What to work on: Would you please return the lines of the entries below starting at the line that has "Target: ceramic bowl" and ending at the line that has "Target: dark wooden furniture", both included, exactly as they are?

________________________

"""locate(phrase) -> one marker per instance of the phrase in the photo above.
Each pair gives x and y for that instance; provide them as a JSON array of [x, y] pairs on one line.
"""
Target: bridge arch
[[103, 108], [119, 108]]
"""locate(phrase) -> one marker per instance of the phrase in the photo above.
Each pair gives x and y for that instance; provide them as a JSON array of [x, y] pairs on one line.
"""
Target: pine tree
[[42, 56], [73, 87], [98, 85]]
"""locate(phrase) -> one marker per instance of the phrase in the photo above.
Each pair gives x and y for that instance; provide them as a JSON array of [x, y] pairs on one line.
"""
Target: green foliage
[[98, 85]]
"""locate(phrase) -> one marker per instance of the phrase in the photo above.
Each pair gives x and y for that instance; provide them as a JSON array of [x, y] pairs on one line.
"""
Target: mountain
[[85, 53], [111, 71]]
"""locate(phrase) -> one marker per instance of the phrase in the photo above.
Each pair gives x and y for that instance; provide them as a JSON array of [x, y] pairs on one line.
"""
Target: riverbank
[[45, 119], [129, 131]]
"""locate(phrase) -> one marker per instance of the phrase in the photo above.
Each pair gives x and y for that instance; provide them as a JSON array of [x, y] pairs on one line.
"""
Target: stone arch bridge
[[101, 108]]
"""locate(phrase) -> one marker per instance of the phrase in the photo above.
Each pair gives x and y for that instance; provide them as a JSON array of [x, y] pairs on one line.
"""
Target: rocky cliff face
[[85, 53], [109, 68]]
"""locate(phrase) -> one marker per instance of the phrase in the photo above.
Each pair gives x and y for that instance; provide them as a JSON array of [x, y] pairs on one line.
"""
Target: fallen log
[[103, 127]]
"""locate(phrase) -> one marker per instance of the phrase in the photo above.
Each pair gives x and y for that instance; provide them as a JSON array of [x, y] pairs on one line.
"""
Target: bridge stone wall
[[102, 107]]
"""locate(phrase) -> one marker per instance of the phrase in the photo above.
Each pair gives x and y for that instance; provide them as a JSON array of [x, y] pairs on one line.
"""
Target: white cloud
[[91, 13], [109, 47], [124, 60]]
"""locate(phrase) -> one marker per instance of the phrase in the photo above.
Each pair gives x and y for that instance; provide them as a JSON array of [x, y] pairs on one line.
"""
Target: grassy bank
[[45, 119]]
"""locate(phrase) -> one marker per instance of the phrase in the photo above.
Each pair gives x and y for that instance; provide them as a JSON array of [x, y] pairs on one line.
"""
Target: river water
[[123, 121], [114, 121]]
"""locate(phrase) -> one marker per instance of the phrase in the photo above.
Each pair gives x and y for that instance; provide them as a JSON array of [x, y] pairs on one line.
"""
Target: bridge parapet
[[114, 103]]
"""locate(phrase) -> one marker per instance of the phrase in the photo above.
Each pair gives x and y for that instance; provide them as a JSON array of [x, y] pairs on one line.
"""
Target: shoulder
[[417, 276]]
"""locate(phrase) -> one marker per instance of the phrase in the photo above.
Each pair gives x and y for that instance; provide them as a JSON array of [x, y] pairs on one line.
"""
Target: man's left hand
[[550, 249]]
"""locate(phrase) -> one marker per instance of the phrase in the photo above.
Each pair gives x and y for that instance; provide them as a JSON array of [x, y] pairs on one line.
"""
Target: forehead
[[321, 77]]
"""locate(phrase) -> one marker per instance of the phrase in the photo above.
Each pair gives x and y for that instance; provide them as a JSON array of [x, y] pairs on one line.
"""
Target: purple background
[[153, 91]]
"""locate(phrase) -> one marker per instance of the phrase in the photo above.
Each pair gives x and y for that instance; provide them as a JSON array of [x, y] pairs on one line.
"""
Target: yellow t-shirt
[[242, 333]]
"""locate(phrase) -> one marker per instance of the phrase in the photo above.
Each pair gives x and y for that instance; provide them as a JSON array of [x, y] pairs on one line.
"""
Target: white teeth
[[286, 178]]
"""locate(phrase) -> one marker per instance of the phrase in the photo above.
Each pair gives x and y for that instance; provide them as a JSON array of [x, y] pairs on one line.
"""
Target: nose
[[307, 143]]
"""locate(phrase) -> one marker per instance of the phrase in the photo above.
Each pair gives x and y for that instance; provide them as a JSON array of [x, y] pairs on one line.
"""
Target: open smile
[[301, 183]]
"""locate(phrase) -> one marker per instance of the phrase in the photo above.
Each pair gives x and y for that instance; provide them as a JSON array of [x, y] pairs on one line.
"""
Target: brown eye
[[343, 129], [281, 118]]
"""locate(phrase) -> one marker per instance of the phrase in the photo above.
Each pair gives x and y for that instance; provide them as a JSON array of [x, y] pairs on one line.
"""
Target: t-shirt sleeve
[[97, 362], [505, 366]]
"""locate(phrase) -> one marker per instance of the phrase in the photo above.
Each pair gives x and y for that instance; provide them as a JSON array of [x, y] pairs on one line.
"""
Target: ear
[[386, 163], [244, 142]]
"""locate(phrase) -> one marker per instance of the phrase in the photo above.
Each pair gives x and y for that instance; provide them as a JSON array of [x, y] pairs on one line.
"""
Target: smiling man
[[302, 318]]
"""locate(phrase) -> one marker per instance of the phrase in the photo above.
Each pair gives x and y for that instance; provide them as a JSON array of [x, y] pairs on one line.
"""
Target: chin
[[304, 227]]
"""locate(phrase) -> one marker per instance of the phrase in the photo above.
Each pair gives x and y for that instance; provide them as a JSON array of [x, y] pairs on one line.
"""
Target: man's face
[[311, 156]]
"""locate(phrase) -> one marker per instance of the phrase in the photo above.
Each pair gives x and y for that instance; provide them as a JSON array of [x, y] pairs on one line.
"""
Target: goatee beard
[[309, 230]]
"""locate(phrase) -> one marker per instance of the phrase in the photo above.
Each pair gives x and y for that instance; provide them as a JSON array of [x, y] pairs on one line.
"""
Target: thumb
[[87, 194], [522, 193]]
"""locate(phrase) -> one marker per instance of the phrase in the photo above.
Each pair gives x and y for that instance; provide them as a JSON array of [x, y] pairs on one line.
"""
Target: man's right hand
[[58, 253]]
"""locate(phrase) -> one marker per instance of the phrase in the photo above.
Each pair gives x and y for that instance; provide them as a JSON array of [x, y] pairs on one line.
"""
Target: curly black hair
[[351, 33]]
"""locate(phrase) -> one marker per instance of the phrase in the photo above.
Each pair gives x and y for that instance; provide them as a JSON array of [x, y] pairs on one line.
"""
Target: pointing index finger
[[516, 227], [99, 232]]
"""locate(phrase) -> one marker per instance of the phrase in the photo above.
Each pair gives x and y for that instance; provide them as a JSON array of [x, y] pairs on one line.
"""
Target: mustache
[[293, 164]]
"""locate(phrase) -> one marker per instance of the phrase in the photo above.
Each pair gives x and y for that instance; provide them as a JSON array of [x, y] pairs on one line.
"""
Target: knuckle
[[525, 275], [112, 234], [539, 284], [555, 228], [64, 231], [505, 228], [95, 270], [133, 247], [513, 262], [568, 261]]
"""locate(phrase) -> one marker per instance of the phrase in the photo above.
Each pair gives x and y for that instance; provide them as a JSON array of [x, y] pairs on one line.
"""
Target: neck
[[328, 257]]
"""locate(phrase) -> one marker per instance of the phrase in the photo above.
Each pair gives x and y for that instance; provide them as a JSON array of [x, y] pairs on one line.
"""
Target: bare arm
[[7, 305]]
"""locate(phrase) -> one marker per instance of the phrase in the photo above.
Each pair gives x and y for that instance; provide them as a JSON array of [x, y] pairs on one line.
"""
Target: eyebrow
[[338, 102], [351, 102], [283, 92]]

________________________

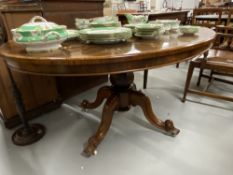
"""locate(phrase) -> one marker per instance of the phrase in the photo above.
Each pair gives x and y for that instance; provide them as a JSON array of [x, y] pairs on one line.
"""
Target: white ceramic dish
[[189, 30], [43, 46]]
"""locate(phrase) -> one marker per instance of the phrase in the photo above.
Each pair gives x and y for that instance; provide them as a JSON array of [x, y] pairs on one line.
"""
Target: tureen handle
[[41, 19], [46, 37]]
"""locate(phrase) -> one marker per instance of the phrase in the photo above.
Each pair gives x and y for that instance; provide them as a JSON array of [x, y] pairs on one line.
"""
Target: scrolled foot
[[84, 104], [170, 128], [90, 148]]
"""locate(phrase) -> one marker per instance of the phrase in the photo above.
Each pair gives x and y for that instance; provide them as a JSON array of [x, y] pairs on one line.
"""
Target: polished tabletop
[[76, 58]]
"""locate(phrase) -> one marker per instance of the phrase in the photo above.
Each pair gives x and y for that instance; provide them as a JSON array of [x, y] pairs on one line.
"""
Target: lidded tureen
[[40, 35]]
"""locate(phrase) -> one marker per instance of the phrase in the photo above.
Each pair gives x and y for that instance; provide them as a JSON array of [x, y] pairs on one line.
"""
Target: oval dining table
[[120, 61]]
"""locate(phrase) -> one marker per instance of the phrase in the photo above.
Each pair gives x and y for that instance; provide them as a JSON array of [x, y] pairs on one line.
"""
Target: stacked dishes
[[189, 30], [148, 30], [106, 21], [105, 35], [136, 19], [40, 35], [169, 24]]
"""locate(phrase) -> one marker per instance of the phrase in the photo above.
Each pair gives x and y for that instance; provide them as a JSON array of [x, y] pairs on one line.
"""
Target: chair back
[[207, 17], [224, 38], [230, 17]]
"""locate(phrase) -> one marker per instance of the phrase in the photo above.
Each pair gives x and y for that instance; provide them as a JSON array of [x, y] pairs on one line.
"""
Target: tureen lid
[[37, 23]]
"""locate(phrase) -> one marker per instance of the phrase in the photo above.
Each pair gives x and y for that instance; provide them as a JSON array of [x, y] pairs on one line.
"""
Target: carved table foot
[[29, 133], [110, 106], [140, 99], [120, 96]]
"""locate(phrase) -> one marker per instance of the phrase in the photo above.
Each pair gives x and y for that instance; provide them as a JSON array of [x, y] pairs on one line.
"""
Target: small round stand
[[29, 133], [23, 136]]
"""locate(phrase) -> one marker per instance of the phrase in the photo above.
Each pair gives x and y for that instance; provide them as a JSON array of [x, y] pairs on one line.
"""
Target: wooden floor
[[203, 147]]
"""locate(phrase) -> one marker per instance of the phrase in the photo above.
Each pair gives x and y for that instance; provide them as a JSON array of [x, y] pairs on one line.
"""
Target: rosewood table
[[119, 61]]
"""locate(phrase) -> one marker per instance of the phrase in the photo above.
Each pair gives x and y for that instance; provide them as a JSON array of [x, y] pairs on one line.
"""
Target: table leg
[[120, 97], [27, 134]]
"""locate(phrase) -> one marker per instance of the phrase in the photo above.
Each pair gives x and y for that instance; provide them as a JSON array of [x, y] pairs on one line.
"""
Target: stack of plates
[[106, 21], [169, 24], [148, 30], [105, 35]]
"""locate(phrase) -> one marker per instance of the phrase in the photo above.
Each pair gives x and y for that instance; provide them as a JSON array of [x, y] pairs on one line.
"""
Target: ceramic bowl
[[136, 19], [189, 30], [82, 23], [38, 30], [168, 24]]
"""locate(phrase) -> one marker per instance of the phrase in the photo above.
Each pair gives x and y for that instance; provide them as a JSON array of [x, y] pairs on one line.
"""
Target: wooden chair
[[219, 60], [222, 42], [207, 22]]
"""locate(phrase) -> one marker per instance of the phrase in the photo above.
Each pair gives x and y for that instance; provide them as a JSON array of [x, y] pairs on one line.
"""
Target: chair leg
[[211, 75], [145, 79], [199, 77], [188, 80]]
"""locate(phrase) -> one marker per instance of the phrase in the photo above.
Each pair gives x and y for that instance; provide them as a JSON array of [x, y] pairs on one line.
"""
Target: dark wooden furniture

________________________

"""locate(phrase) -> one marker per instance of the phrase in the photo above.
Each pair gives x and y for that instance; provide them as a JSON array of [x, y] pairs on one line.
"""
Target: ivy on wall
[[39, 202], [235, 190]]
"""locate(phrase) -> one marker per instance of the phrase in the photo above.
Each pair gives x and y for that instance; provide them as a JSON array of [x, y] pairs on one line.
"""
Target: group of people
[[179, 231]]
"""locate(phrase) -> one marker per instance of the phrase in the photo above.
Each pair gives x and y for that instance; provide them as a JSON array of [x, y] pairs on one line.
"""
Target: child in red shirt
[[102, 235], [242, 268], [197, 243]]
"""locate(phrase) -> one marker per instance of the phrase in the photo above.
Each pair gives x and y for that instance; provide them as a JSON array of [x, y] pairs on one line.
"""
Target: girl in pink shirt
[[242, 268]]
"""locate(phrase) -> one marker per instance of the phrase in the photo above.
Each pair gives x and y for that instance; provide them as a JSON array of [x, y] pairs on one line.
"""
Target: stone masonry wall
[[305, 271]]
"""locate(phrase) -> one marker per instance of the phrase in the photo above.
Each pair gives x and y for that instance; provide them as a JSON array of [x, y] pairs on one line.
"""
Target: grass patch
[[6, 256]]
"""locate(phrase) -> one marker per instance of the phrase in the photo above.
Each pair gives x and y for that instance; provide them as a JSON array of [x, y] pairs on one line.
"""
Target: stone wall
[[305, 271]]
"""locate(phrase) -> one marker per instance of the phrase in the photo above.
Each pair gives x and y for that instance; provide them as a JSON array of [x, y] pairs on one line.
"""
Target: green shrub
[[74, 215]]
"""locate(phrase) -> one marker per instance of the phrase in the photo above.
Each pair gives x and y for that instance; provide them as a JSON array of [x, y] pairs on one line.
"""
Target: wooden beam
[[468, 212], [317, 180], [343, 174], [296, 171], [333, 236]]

________________________

Written solution:
Target: ceramic bowl
[[136, 19], [189, 30], [82, 23], [38, 30], [168, 24]]
"""locate(phrase) -> one marker per instance of the phrase in the photo above.
Each pair gives x and y for that instance; provide them as a JSON array of [x, y] pairs on one line.
"""
Target: wooden chair
[[219, 60], [222, 42], [207, 22]]
"""locate(phrase) -> one marker per instance of the phrase in the photo above.
Each pair gives x and y for that instance; provide them as a JSON array of [x, y] pairs on one line.
"""
Target: chair leg
[[211, 75], [145, 79], [199, 77], [188, 80]]
"""locate(phrase) -> one marker per instance of the phrase in the photo above.
Each pair gives x and y for that instance; provide them as a JSON array of [x, y] pairs on one line.
"""
Target: dark wooden furniture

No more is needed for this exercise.